§ **AIM OF THE EXERCISE**
Retype, word for word, each line between the lines holding "Look at this image and locate every instance of person's hand." and "Look at this image and locate every instance of truck.", inclusive, and leave the rest of the data alone.

§ **INPUT RECORDS**
--- START ---
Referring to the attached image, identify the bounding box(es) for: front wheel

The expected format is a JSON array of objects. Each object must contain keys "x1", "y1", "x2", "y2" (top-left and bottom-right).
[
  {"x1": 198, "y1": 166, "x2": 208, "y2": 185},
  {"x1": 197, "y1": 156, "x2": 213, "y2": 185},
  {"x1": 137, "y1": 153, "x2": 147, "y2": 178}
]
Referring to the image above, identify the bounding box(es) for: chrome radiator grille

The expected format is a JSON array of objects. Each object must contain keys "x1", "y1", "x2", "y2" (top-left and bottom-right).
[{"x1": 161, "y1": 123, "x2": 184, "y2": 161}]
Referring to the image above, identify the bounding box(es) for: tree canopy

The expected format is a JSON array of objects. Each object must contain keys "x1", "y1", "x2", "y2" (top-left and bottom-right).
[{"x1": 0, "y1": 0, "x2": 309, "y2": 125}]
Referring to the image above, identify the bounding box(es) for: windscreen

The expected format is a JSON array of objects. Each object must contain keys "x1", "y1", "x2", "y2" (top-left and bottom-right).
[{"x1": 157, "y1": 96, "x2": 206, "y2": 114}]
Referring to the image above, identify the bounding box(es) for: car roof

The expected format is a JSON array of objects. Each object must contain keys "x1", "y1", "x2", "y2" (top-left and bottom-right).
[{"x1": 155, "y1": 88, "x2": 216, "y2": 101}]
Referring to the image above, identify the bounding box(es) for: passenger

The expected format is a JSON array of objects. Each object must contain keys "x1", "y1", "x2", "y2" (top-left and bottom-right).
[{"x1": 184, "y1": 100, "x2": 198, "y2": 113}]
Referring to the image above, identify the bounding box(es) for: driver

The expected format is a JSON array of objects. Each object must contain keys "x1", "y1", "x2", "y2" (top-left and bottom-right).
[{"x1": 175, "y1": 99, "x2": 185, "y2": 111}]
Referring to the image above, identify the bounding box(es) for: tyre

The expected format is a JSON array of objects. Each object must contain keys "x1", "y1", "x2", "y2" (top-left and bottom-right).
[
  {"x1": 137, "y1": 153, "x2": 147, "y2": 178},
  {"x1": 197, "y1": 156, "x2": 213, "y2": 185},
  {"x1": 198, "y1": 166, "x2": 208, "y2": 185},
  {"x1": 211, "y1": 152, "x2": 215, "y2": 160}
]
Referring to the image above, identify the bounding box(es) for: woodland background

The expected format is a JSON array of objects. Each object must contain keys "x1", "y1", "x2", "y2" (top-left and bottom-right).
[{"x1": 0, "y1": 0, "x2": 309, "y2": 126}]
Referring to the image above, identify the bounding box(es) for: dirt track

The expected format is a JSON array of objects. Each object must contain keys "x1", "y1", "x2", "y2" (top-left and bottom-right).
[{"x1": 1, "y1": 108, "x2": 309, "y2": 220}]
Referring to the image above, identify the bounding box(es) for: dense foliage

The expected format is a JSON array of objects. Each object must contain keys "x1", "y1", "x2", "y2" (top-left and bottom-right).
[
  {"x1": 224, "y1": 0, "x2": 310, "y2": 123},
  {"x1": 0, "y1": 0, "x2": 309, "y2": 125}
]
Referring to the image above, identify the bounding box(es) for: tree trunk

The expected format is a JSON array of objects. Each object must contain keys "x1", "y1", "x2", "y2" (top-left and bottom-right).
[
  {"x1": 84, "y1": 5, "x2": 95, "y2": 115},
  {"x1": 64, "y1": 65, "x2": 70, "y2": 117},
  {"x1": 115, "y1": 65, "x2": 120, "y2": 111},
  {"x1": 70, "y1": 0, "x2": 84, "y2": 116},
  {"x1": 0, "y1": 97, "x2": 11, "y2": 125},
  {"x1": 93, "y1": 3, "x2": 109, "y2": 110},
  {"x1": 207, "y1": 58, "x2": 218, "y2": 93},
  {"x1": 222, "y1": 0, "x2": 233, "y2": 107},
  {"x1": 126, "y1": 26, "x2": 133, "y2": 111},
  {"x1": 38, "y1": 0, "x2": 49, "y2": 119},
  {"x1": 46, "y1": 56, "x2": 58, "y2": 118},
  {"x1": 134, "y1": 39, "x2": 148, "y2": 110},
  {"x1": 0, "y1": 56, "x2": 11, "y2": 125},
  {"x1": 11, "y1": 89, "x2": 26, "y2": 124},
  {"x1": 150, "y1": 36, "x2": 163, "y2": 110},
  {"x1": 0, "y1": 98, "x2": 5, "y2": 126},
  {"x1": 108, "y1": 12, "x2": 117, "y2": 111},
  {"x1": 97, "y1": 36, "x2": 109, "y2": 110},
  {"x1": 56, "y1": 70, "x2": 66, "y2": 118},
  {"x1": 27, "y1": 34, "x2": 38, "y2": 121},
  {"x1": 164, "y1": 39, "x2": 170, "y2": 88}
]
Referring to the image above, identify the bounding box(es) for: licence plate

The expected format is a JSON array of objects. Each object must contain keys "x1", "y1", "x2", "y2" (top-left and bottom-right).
--- END ---
--- START ---
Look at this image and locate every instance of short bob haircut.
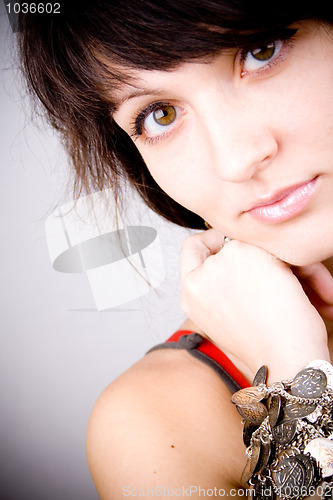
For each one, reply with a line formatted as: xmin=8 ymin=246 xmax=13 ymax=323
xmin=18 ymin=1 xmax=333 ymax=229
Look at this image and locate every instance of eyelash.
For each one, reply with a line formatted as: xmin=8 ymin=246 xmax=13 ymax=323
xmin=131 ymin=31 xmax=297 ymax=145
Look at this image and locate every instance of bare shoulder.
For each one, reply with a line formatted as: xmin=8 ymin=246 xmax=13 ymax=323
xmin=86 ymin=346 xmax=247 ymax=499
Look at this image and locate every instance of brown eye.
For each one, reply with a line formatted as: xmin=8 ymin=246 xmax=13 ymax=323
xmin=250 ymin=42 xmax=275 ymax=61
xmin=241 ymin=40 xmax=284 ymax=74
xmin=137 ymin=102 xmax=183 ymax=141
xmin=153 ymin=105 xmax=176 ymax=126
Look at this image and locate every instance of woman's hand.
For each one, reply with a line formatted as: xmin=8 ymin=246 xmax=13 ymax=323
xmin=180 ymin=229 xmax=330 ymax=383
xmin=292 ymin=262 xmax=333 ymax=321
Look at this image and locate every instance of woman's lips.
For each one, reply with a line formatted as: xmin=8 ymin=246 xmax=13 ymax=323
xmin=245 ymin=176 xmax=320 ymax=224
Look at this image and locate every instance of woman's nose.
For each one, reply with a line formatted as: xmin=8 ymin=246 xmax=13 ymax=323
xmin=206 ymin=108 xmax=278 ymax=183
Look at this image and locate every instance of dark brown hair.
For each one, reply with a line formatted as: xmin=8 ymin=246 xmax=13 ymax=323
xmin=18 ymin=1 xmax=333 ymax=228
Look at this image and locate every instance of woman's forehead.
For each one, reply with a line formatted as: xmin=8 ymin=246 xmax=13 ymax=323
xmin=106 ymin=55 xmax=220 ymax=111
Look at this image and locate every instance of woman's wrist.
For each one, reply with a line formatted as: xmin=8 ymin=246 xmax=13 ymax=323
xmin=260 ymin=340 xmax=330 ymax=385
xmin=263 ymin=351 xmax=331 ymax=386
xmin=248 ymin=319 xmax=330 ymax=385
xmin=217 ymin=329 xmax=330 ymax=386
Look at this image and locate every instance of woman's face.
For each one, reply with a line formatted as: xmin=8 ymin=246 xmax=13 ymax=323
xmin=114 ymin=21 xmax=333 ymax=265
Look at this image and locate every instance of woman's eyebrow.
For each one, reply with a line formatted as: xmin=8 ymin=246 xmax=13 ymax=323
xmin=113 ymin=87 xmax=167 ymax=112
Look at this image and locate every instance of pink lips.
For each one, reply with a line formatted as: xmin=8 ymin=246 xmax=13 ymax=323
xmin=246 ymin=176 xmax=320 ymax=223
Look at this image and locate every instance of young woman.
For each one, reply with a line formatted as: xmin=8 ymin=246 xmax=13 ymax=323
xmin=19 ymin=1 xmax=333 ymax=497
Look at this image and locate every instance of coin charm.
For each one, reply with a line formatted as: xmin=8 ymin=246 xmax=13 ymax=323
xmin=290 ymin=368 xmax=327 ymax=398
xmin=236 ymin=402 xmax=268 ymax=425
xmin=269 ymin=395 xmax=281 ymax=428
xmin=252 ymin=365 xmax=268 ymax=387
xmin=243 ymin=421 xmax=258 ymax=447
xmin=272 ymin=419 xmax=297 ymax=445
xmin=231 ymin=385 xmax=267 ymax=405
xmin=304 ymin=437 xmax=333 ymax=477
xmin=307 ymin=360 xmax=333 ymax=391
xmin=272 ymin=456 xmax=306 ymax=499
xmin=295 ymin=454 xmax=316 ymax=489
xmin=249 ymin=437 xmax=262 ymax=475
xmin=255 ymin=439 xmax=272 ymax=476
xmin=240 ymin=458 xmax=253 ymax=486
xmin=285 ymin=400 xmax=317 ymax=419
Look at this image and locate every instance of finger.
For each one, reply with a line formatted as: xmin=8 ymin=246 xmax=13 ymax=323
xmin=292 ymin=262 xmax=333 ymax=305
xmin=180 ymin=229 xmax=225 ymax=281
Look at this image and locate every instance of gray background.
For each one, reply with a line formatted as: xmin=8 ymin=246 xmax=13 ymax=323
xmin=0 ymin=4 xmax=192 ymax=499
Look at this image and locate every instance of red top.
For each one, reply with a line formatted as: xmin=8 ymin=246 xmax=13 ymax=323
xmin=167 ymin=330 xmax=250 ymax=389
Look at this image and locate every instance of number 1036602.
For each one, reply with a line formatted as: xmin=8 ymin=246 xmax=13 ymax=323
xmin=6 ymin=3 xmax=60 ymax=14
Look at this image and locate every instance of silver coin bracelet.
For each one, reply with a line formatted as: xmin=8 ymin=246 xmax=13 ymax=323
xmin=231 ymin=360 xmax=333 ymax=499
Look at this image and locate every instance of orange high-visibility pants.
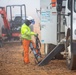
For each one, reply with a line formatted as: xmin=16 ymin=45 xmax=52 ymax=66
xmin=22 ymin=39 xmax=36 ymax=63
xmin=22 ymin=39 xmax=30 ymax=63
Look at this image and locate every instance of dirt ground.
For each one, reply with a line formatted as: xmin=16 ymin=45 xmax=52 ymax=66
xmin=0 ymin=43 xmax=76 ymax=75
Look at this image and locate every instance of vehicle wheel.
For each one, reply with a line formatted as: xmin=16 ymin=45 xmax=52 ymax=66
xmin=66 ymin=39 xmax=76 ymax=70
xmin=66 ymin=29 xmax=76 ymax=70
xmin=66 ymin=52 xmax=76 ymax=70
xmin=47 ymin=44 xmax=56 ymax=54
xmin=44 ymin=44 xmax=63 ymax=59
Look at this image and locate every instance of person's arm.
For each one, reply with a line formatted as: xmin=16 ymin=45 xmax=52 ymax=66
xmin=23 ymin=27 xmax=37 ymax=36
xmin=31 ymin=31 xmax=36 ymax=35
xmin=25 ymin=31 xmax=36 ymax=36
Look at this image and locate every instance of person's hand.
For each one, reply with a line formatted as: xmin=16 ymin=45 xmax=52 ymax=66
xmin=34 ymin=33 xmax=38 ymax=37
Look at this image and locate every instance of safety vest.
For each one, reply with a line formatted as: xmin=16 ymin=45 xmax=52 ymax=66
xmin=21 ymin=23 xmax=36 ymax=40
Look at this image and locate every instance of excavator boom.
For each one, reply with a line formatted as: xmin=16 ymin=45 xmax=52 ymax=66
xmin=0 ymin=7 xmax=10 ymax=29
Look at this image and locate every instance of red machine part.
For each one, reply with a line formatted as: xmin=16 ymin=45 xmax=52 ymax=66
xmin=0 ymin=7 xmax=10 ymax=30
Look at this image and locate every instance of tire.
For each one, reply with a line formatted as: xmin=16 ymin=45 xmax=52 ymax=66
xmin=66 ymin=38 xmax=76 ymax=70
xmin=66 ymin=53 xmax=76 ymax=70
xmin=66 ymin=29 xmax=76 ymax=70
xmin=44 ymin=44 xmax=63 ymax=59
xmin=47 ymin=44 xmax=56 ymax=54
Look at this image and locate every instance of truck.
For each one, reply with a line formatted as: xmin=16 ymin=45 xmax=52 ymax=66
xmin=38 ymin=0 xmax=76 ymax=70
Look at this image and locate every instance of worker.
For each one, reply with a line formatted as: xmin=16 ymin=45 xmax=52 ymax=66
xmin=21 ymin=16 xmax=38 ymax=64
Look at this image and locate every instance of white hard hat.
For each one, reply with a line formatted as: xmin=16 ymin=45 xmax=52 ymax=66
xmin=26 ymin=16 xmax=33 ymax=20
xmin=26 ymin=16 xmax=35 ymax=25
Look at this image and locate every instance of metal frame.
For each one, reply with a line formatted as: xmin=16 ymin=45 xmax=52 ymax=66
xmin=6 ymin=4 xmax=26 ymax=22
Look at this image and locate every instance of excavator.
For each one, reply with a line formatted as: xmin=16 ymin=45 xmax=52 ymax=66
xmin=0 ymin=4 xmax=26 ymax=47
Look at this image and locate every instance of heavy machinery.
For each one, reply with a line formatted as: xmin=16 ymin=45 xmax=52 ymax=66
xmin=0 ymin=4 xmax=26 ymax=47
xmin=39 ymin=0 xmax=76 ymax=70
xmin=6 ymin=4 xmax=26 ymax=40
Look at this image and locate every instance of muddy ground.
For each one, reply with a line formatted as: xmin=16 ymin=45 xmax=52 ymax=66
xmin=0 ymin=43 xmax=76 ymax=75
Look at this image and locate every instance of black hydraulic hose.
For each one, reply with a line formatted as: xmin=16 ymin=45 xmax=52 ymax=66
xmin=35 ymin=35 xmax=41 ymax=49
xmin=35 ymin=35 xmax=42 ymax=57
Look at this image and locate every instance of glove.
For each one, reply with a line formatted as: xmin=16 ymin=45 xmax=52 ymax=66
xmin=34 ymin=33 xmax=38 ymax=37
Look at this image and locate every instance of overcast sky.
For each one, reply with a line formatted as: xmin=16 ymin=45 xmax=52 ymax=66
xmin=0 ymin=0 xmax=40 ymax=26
--- END ---
§ **ANSWER TO THIS EXERCISE**
Look at this image and locate every instance of person's hand.
For each one, reply with a line formatted as: xmin=16 ymin=45 xmax=52 ymax=66
xmin=34 ymin=33 xmax=38 ymax=37
Look at this image and locate every instance of safety vest.
For each one, reply with a line formatted as: xmin=16 ymin=45 xmax=52 ymax=66
xmin=21 ymin=23 xmax=36 ymax=40
Look at this image and locate every instance of excavator boom.
For each one, reply with a line formatted as: xmin=16 ymin=45 xmax=52 ymax=66
xmin=0 ymin=7 xmax=10 ymax=29
Look at this image and locate every instance of red machine part.
For each one, reply with a line formatted as: xmin=16 ymin=45 xmax=52 ymax=66
xmin=0 ymin=7 xmax=10 ymax=30
Look at this image and locate every instance of tire.
For each one, reply with a line formatted as: xmin=16 ymin=45 xmax=52 ymax=66
xmin=66 ymin=38 xmax=76 ymax=70
xmin=66 ymin=53 xmax=76 ymax=70
xmin=66 ymin=29 xmax=76 ymax=70
xmin=44 ymin=44 xmax=63 ymax=59
xmin=47 ymin=44 xmax=56 ymax=54
Look at this image and locate every instance of truck.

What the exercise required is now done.